**ARTICLE**.
★ ★ ★ ★ ★ ★ ★
5. The VISA card agreement specified that the card could not be used for personal purchases. However, Howcroft used the card for personal purchases on various occasions between 1984 and March 1987. He was reprimanded for doing so, and he reimbursed Mountain Bell for most if not all of these purchases.

6. For purposes of this motion only, Mountain Bell accepts the following version of Howcroft’s use of the VISA card to charge artwork:

About March 1987, Howcroft mailed a postcard to enter a contest sponsored by a company known as Federal Sterling. He was contacted by a salesman at Federal Sterling who urged him to purchase signed Salvador Dali prints. He informed the salesman that he was not interested in purchasing the artwork, but the salesman persisted, urging him to at least monitor the market. Howcroft agreed to do so, and the salesman then insisted that Howcroft provide a credit card number to verify his identity. Howcroft explained that he had no personal credit card, only the company credit card which could not be charged under any circumstances. The salesman said the company credit card number would satisfy his purposes even though it would not be charged. Relying on these assurances, Howcroft gave the salesman the company credit card number.

Later, Howcroft received a VISA statement which indicated a $2,670 charge to a company called “The Frame Station” in Scottsdale, Arizona. He learned that the charge related to Federal Sterling, so he contacted Federal Sterling and was informed that there had been a clerical error and that a credit would be issued immediately.

Federal Sterling sent a credit letter which Howcroft showed to his supervisor, Harris. (Mountain Bell’s procedure required that a cardholder’s superior review the VISA statement.) This was the first notice to Mountain Bell of the $2,670 charge. Harris called Federal Sterling and spoke with Sherlyn Burkhart, a clerk, without giving Howcroft an opportunity for further explanation.

Mountain Bell accused Howcroft of having authorized the charge of the artwork with the intent to defraud Mountain Bell. Evidence would show that Federal Sterling had been accused by others of making unauthorized charges to credit cards.

7. Following its inquiry about the artwork charge, Mountain Bell determined that Howcroft should be dismissed. The final decision to dismiss him was made by Gerald Moore, an upper level male manager.

8. Howcroft was dismissed about April 10, 1987. His position was then filled by another male, Mike Ohlsen.

9. On May 20, 1987, Howcroft filed a complaint with the Industrial Commission and the Equal Employment Opportunity Commission (EEOC) and was issued a “right to sue” notice.

10. About August 19, 1987, Howcroft applied for employment with Wang Laboratories, Inc., but was not hired. Wang’s representative, Joyce Nikolai, said How-croft was not hired because he lacked a college degree. Another Wang employee, Greg. Turman, learned from Harris that Howcroft left Mountain Bell “on unhappy terms.” However, Turman denied passing this information on to Nikolai, who was responsible for the hiring decision.
★ ★ ★ ★ ★ ★ ★
**ENTRIES PROVIDED**.
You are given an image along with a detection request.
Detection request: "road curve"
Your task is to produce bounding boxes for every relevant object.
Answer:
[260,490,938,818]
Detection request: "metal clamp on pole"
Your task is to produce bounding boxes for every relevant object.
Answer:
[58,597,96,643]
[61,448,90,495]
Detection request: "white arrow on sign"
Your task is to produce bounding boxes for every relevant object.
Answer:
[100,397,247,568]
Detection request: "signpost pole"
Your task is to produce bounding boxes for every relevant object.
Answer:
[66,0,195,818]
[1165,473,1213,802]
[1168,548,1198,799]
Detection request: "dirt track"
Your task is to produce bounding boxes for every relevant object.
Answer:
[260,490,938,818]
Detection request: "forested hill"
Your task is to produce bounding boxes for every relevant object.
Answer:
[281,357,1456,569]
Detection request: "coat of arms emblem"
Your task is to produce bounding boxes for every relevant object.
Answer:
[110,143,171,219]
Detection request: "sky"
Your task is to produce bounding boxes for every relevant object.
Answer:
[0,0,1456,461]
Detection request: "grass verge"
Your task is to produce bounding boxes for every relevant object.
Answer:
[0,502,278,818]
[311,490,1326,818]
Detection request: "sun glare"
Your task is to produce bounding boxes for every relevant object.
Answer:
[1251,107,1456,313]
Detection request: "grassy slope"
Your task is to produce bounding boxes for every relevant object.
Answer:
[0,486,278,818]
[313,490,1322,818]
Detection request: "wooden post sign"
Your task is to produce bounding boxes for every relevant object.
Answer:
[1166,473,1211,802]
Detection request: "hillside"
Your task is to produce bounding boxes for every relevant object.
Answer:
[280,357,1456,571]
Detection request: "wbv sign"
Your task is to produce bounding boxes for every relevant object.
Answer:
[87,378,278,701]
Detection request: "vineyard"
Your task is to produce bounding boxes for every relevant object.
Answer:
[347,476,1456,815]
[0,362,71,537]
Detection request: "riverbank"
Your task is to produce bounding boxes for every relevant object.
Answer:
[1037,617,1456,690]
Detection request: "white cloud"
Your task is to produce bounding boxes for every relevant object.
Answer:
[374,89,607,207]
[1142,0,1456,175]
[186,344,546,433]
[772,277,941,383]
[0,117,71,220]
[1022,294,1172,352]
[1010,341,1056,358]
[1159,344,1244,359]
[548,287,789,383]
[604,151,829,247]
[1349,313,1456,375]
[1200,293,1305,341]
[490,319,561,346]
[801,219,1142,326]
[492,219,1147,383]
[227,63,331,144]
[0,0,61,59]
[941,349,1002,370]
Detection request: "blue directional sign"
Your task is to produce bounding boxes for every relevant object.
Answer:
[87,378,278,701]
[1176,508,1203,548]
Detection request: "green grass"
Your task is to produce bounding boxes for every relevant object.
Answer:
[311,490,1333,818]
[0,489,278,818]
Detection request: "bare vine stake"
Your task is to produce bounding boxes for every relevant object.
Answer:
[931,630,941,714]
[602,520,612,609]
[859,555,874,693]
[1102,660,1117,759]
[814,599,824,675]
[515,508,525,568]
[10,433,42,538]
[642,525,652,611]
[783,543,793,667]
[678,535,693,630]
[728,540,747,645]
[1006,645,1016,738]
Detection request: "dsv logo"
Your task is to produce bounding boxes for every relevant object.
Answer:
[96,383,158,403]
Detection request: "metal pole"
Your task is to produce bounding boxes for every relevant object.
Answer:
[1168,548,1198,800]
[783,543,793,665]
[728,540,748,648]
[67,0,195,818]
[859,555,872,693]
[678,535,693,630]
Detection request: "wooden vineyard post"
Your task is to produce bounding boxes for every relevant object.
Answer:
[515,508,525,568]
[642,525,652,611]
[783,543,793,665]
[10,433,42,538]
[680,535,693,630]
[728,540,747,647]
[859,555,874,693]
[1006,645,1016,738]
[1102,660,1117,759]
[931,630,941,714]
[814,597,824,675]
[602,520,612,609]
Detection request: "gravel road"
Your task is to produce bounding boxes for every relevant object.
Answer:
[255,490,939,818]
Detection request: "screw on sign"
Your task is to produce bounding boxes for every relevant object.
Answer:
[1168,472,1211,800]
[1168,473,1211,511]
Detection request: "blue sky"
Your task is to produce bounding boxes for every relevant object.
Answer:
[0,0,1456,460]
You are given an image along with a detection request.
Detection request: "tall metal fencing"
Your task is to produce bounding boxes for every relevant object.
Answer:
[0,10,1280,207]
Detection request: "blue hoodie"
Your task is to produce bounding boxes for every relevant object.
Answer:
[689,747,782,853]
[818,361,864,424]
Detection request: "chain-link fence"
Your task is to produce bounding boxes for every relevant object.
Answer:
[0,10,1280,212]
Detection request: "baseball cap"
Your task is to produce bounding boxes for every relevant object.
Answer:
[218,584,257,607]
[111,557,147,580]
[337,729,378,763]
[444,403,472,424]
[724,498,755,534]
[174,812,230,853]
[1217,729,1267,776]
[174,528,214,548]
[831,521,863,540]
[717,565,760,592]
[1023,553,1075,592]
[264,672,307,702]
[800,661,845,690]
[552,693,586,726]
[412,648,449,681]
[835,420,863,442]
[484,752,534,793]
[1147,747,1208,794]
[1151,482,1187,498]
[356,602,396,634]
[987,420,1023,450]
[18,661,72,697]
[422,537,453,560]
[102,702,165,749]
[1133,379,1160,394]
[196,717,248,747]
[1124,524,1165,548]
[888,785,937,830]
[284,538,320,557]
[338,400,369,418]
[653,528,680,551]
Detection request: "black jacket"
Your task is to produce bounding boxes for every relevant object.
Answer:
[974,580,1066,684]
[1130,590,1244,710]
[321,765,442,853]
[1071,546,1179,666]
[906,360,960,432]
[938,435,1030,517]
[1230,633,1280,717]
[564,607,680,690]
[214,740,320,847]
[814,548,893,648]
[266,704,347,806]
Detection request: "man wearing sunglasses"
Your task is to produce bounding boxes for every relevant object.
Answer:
★ ★ ★ ★ ★ ★ ★
**TASK DESCRIPTION**.
Answer these questions from the account of Howcroft's dismissal from Mountain Bell:
1. What amount did the VISA statement show charged to "The Frame Station"?
2. Who made the final decision to dismiss Howcroft?
3. What reason did Wang's representative give for not hiring him?

**COMPLETED EXERCISE**.
1. $2,670
2. Gerald Moore, an upper level male manager
3. He lacked a college degree.